Problem set –
**a)** From the N-Triples draft, list every N3 tool it names that can read and process the format.
**b)** From the N-Triples draft, extract the passage that begins with the words containing "An N-Triples document" and ends with "Core WG activity.".

Supplied passage –
===============

N-Triples

W3C RDF Core WG Internal Working Draft

This version:: http://www.w3.org/2001/sw/RDFCore/ntriples/
Revision: 1.9
Latest version:: http://www.w3.org/TR/rdf-testcases/#ntriples
Previous version:: None

Status of this Document

PLEASE NOTE: This document has been superceded by the RDF Test Cases Working Draft. See N-Triples for more information.

1. Introduction

N-Triples is a line-based, plain text format for representing the correct answers for parsing RDF/XML[RDFMS] test cases as part of the RDF Core working group.

Test cases in N-Triples can be found linked from the RDF Core issues tracking area especially the attention developers and closed issues sections.

This format was designed to be a fixed subset of N3[N3][N3-Primer] and hence N3 tools such as cwm, n-triples2kif.pl and Euler can be used to read and process it. cwm can output this format when invoked as "cwm -triples".

It is recommended, but not required, that N-Triples content is stored in files with an '.nt' suffix to distinguish them from N3.

The Internet Media Type / MIME Type of N-Triples is text/plain and the character encoding is 7-bit US-ASCII.

2. Extended Backus-Naur Form (EBNF) Grammar

An N-Triples document is a sequence of US-ASCII characters and is defined by the ntripleDoc grammar term below. Parsing it results in a sequence of RDF statements formed from the subject, predicate and object terms. The meaning of these are defined either in [RDFMS] or is ongoing as part of the RDF Core WG activity.

===============

Rows –
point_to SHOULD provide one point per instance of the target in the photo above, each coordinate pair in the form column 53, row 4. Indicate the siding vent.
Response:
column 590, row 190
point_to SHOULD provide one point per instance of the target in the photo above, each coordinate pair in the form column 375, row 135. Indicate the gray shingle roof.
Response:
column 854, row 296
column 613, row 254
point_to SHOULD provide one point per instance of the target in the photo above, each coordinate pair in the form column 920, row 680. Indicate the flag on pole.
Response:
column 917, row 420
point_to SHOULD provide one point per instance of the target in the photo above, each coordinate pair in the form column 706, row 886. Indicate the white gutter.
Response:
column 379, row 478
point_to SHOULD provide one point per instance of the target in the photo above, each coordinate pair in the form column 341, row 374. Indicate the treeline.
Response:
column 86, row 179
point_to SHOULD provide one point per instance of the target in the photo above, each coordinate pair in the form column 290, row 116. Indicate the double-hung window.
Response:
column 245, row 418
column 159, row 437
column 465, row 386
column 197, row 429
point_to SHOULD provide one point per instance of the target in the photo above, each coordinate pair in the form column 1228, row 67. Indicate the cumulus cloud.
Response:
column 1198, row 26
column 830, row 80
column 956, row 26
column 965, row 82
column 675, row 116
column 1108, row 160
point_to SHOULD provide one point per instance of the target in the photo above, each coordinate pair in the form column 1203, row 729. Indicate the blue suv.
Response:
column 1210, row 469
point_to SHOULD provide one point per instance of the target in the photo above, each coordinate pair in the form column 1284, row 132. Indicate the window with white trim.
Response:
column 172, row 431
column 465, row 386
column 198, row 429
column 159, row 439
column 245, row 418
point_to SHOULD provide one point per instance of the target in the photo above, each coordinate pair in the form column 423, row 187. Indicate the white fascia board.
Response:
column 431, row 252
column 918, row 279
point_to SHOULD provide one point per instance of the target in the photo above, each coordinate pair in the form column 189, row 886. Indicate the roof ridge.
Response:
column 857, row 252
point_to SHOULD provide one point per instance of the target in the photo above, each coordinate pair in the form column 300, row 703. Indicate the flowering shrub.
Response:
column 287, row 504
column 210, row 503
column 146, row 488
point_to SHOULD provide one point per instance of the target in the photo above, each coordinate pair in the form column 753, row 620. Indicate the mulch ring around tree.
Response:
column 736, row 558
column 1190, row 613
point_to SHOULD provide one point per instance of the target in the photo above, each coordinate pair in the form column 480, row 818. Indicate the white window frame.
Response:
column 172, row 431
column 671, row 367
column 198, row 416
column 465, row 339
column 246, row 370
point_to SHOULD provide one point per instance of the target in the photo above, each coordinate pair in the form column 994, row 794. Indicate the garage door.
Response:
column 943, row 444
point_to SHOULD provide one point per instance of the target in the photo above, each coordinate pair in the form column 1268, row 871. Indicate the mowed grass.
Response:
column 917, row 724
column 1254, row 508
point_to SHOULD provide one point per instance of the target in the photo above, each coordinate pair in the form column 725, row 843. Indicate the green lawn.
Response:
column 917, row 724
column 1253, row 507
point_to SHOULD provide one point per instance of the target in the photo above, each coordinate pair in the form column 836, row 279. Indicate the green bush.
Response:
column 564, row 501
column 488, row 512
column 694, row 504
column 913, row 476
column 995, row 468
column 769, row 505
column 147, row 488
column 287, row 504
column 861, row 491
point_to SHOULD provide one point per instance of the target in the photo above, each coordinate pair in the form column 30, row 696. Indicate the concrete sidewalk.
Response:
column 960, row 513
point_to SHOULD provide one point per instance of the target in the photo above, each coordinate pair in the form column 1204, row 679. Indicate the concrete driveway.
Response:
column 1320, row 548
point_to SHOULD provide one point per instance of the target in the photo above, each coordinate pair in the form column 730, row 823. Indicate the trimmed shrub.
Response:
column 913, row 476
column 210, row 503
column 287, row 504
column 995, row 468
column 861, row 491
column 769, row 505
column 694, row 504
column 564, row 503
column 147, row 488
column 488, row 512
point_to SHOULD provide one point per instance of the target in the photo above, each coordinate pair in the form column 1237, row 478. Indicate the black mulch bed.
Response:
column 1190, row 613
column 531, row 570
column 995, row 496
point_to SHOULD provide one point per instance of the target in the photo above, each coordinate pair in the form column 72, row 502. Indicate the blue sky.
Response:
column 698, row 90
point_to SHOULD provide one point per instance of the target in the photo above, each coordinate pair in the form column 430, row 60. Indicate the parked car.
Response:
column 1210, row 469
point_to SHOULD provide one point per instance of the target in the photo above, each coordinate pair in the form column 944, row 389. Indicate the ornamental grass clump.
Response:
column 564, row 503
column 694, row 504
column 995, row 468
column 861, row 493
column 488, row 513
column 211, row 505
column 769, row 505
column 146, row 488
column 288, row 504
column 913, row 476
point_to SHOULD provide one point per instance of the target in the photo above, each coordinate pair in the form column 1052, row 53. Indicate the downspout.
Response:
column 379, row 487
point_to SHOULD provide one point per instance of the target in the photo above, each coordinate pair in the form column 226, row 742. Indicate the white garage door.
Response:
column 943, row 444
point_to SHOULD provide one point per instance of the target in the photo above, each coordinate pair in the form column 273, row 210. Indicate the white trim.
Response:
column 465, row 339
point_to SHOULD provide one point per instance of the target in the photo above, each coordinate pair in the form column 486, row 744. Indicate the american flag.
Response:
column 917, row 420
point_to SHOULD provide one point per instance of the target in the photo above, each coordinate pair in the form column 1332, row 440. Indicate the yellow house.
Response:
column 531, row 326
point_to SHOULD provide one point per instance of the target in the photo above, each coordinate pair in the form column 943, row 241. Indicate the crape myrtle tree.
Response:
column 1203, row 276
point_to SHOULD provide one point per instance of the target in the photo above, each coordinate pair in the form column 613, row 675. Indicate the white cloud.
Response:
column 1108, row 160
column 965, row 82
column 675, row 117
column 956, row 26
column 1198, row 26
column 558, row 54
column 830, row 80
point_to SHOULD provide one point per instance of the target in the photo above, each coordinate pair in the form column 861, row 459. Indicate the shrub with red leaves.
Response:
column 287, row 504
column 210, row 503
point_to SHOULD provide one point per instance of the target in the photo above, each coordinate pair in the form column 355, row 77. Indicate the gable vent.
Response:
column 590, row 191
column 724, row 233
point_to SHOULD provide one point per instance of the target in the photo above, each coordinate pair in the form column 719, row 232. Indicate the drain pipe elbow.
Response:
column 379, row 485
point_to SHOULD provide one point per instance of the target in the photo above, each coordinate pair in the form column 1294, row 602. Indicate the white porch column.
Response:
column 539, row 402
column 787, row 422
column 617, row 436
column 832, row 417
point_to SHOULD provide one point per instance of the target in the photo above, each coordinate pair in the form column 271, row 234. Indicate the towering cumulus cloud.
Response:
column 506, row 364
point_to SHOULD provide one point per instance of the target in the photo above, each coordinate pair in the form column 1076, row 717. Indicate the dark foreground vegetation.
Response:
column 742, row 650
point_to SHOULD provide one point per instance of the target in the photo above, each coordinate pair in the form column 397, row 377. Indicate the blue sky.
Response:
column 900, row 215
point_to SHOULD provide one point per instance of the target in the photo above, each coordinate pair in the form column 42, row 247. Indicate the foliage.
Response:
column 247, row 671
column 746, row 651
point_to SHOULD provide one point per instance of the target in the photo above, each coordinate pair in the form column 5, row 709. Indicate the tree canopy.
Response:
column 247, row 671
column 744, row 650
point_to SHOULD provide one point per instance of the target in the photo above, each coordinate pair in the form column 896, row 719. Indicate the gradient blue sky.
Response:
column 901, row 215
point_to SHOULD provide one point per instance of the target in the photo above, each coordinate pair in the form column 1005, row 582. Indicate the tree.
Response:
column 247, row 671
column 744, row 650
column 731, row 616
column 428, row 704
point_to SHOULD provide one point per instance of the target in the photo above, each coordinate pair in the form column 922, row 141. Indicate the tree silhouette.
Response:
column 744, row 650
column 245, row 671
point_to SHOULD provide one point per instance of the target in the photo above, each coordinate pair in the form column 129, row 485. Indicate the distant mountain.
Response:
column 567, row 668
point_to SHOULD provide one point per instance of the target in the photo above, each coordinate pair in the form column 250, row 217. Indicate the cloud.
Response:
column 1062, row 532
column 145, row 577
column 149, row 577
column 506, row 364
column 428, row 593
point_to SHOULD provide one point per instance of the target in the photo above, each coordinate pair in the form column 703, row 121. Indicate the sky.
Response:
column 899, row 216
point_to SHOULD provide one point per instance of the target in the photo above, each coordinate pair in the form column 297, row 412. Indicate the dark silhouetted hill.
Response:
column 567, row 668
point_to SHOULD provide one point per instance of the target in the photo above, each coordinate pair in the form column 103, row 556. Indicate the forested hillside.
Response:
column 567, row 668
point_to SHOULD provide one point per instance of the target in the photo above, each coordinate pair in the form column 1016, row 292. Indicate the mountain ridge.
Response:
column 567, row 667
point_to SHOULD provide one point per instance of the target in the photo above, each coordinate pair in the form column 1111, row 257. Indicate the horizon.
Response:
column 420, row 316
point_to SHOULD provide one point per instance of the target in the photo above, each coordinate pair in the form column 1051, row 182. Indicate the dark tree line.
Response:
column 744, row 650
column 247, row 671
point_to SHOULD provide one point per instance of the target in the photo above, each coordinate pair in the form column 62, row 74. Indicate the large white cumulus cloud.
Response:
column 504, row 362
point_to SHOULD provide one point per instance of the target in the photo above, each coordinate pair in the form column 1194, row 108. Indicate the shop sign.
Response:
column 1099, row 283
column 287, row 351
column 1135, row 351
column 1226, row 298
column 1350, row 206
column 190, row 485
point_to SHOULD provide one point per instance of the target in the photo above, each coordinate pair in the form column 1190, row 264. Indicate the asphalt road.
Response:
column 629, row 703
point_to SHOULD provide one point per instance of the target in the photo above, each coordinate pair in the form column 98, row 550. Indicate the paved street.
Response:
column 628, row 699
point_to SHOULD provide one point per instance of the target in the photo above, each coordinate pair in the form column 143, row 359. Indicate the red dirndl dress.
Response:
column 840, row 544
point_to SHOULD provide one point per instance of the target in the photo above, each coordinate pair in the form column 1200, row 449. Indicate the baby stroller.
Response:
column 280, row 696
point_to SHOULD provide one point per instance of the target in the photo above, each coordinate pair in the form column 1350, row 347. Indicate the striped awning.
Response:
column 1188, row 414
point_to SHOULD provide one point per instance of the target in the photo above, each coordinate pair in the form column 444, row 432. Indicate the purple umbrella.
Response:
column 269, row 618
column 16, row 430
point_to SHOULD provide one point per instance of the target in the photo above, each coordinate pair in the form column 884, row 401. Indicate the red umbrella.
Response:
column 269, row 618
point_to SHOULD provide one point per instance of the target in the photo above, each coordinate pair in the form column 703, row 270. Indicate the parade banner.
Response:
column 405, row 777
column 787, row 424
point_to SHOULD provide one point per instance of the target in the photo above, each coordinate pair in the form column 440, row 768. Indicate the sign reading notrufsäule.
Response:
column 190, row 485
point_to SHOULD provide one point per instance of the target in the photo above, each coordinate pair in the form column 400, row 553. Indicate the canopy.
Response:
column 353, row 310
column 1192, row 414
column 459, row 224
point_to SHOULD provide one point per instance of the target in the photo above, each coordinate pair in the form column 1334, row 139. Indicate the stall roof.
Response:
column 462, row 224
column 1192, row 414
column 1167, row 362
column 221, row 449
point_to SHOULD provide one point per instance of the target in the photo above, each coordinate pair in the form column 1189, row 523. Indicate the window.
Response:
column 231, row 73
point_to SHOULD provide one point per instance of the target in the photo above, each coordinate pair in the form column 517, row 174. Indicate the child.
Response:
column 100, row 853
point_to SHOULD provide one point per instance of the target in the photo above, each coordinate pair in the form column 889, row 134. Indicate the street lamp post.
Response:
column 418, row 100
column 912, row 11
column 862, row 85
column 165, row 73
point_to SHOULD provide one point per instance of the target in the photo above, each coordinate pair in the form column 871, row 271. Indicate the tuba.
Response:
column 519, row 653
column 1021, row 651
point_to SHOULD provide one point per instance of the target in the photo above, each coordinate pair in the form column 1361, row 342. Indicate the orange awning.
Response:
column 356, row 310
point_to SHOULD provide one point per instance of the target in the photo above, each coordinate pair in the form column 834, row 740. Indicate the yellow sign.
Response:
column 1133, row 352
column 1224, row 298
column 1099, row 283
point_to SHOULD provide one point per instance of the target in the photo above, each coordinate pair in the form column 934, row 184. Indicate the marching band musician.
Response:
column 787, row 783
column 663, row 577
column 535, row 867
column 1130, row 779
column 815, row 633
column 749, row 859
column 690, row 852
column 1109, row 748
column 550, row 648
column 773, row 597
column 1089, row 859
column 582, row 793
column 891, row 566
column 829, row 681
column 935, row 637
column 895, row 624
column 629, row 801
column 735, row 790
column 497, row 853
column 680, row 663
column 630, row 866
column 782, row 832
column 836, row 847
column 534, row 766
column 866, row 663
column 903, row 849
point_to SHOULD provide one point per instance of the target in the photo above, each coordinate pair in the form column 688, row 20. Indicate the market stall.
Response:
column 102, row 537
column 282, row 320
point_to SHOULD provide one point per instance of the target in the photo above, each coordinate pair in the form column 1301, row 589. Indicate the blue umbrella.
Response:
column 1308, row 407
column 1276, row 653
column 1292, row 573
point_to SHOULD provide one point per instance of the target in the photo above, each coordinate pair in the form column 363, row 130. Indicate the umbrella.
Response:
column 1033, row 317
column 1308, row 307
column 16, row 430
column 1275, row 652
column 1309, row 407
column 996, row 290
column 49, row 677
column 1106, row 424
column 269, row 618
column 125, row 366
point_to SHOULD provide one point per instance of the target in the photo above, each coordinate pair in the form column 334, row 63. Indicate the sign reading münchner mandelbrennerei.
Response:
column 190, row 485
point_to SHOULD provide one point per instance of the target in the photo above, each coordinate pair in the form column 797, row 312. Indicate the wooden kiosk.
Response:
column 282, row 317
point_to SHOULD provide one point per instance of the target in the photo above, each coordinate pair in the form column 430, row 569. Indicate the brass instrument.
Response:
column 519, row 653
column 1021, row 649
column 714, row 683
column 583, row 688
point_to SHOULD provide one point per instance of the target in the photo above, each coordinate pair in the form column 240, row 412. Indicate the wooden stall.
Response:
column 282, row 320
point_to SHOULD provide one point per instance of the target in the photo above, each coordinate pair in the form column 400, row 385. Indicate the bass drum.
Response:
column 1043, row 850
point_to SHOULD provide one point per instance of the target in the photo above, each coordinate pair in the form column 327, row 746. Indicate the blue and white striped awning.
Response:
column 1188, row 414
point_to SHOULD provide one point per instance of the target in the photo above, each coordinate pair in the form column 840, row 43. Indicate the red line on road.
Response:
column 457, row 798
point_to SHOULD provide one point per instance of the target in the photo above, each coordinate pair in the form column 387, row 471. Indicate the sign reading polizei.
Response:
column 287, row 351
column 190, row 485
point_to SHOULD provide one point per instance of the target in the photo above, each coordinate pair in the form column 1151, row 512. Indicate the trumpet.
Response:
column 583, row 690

===============

Solutions to each task –
**a)** cwm, n-triples2kif.pl, Euler

**b)**
An N-Triples document is a sequence of US-ASCII characters and is defined by the ntripleDoc grammar term below. Parsing it results in a sequence of RDF statements formed from the subject, predicate and object terms. The meaning of these are defined either in [RDFMS] or is ongoing as part of the RDF Core WG activity.